**OBJECTIVE:** Rewrite every line of the entries below as a numbered list, skipping any blank lines. Don't include the pictures in your list.

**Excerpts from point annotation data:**
^^^^^^^^

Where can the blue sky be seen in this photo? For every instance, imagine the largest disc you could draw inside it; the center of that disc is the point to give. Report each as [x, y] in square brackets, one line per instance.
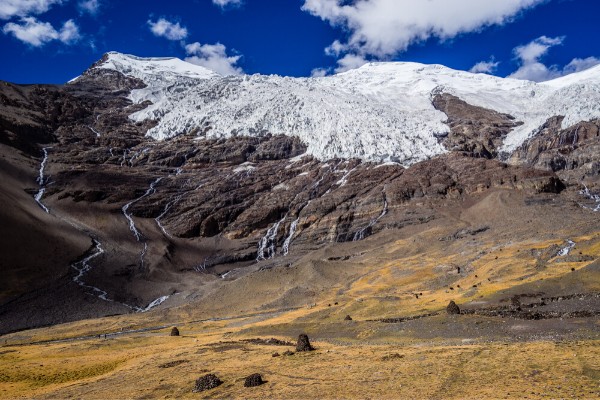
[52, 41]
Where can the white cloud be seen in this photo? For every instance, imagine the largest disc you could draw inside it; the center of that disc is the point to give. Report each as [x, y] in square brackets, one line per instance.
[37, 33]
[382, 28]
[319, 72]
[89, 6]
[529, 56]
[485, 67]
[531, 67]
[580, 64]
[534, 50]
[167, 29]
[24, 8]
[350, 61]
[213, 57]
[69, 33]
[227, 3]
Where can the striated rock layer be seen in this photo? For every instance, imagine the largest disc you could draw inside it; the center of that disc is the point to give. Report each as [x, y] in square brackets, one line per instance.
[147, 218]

^^^^^^^^

**EXPECTED ANSWER:**
1. Where can the blue sky be seen in this photo? For every instance, imagine the largest disc you could draw inside it; the center of that disc is the point to give. Report each as [x, y] in square brackets, one line per instance.
2. [52, 41]
3. Where can the white cloud be seen in this photo? For every instance, imagine the largest disc you could draw inside it; the center of that disc is the point to give. Report each as [x, y] in square brackets, one line per instance.
4. [37, 33]
5. [382, 28]
6. [319, 72]
7. [89, 6]
8. [529, 56]
9. [485, 67]
10. [531, 67]
11. [580, 64]
12. [534, 50]
13. [167, 29]
14. [24, 8]
15. [350, 61]
16. [213, 57]
17. [69, 33]
18. [227, 3]
19. Where can the striated rock layer be seen in this photo? For every instance, imagine the largest disc you could draw inside it; the center of that disc is the point to give. Report each as [x, y] in square brackets, one line per instance.
20. [147, 218]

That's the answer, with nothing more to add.